# Funeral Reception



## foodie4life (Jun 29, 2007)

Unfortunately one of our family members died this week. The funeral is next week and I have been asked to do the food for the reception afterwards.

Any ideas? I live in the HOTTEST place in the South so cold foods would be ideal, but I will take any suggestions!


----------



## shroomgirl (Aug 11, 2000)

*optional cold fried chicken
Ham slices
condiments (caramelized onions or pickled onions, chutney, BBQ sauce, mustard)
Rolls
Slaw, potato salad or some marinated veg salad...corn salad if it's in season
Veg platter....either raw, blanched, grilled or roasted served room temp
Sliced Tomatoes
Desserts such as bars, pound cake, cookies

Simple food that most people don't have to think too hard about, good buffet life. 
Sorry about your loss.


----------



## ceejay (Apr 26, 2008)

My Deepest condolences to you and your family. Some cold things you can try 
Assorted Sushi - California roll or futomaki roll.
Wrap are always good to, they make different style tortilla wraps. You could try a chicken salad in an herb basil wrap or tuna salad in a spinach wrap, just stick some tooth picks in it and cut bite size and you have finger foods.
I don’t know how it is South Carolina, but in Hawaii I never been to a funeral that didn’t serve sashimi (raw ahi tuna slices) or poke (assorted raw marinated ahi).
Don’t know if that will be a big hit for you. 
Try a cold Chinese chicken salad over crispy chow mein noodles or a three bean salad. 
For dessert maybe a build you own strawberry short cake bar, instead of pound cake try using home maid biscuits and put out bowls of assorted toppings.
Hope these ideas are useful. 
God bless you and your family.


----------



## izbnso (May 12, 2007)

I too extend my condolences for your loss.

I understand hot Southern summers (although I think I live in the hottest place in the South :lol, add to that all the people packed into the house paying their respects and cool food is the name of the game.

*Traditional *Southern summer funeral food:
 Deviled eggs
 Pimento cheese, either sandwiches or in celery sticks (just remember to pull the strings from the celery for the older folks with dentures).
Egg and or chicken salad sandwiches (tuna salad is another option)

- **What the exercise asks**: Pick up the funeral reception food thread from its last shown line and keep writing it. You won't need the location identification lines that come next.

Location identification entries

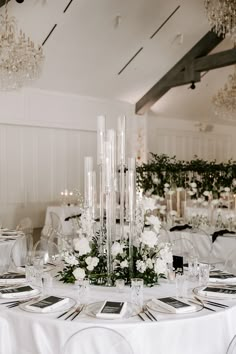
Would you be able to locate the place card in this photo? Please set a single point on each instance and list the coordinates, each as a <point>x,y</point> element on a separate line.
<point>174,305</point>
<point>21,290</point>
<point>224,292</point>
<point>112,310</point>
<point>47,304</point>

- **In response**:
Cucumber sandwiches
Crudités with dip (maybe some pickled okra) and cheese tray
Mini quiches, as long as they are homemade, no Sam's Club
Potato salad and or coleslaw 
Spiral cut ham
Melon basket
Cheese straws
Shroomgirl is right about desserts: simple, sliced and easy to pop in your mouth. The mini-pecan pies that everybody has a recipe for have become a staple (you know, the ones with cream cheese in the crust). Don't forget to have some lemon bars or even key lime bars, citrus has a cooling effect. Even though it isn't finger food, we never had a funeral without a congealed dessert salad. I have my Grandmother's recipe for "funeral salad" if you are in need of one. Banana pudding is also a classic.
All of the above are things that everybody will recognize, and as Shromgirl pointed out: food they don't have to think about is best. And don't forget to have some kid friendly snacks like shortbread or chocolate chip cookies and some pretzels and or crackers for any toddlers in attendance to gnaw on.
Keeping the crowd hydrated will be important. Are you going to do sweet tea and water or will you have a punch? If you are interested, I've got a very simple and easy punch that is just a vanilla flavored simple syrup mixed with ginger ale. If you keep the ginger ale in the fridge, you can mix as needed and keep the ice usage to a minimum, I hate ice runs in the summer.
You are in our prayers.


----------



## purves5 (Jun 6, 2012)

Hello,

I also am in charge of an upcoming funeral reception.  Would you share your "ginger ale" punch recipe with me?  Sound refreshing.

Thanks for your help.


----------



## chefbuba (Feb 17, 2010)

This is a 4 yr old thread.....doubt you will get a response.


----------



## meezenplaz (Jan 31, 2012)

> This is a 4 yr old thread.....doubt you will get a response.


Lol So easy to do when the month/day of last post match almost exactly.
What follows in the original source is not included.